Written request: Select every line of the records that contains the string 'single', and copy each of those lines. Case counts.

Extracted material:
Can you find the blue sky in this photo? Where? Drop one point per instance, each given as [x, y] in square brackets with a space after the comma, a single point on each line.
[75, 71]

...

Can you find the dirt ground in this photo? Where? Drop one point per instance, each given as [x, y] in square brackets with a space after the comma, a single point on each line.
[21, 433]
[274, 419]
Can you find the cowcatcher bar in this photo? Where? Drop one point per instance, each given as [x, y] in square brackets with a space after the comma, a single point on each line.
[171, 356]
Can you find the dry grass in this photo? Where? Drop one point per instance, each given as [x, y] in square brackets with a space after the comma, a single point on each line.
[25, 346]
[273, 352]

Solved problem:
Can you find the blue sky in this photo? Where? Drop one point per instance, each given as [x, y] in square brackets with a space after the comma, a single point on each line.
Can you find the dirt ground in this photo? Where? Drop one point per instance, each given as [x, y] in square brackets with a space after the comma, a single point on each line.
Can you find the cowcatcher bar in this photo? Where? Drop one point per instance, each given as [x, y] in square brackets with a space after the comma, a single point on each line.
Can you find the dry grass in this photo? Where? Drop one point per instance, each given as [x, y] in square brackets with a space after the comma, a single point on each line.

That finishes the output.